YOUR ASSIGNMENT:
Output, exactly and with no pictures, the line that contains "# test: for every instance of the person" and every line that comes after it in the data below, the last one included.
----- SOURCE RECORDS -----
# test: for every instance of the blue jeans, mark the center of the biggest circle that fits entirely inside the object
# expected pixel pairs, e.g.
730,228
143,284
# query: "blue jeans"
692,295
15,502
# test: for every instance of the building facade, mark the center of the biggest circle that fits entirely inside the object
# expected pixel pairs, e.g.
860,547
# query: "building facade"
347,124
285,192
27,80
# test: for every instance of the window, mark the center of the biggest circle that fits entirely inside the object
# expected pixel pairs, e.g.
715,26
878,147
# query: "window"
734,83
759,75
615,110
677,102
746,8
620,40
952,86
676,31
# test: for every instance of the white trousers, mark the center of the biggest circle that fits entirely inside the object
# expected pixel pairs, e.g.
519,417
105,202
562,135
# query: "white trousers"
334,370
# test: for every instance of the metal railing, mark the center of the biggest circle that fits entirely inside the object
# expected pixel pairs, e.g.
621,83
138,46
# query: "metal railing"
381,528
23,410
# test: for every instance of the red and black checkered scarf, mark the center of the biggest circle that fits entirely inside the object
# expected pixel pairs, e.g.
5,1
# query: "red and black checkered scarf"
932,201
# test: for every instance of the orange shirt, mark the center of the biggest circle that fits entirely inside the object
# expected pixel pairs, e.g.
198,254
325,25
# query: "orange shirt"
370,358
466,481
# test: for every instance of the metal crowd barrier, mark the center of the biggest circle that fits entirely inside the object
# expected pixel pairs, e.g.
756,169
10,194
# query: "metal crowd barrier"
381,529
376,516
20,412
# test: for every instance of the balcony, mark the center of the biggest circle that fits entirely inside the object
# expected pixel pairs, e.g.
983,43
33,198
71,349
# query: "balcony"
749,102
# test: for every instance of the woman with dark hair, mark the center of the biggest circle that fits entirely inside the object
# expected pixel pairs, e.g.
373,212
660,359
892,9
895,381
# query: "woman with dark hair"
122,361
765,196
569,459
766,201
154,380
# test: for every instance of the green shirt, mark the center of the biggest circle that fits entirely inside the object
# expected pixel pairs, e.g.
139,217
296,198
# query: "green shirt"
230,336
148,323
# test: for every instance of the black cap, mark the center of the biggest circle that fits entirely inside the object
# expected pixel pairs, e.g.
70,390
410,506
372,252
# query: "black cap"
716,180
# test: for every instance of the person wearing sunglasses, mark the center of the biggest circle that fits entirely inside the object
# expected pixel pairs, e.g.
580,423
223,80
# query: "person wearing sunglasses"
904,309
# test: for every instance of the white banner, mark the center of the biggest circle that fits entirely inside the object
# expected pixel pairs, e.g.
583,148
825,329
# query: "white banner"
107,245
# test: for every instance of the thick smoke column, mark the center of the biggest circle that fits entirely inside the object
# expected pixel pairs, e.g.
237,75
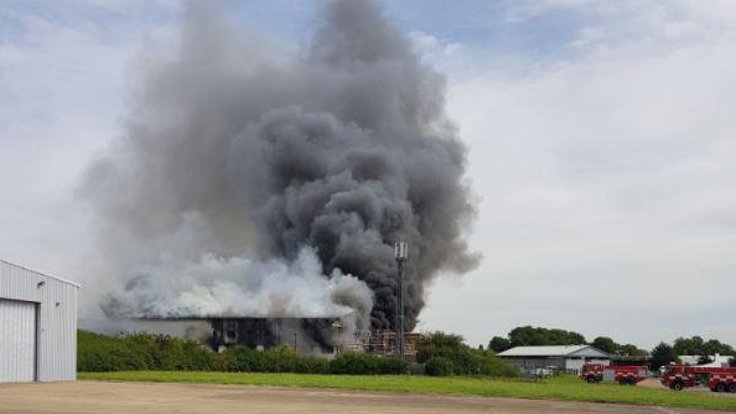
-----
REPLY TO THE EXERCISE:
# test: for every instance of the person wearing sunglasses, mark the center of the biggest circle that fits entirely inside the object
# expected pixel pairs, e.g.
580,423
223,80
# query: "person wearing sunglasses"
904,309
# test: for every instance of the white banner, mark the center of the biggest circle that fits entirely inside the object
# expected pixel pairs, e.g.
583,148
825,329
# query: "white banner"
107,245
# test: for every instance of the thick smoke column, mark the center of the biggest circle that fits entirely inside the object
# expected pixel pairs, e.g.
237,75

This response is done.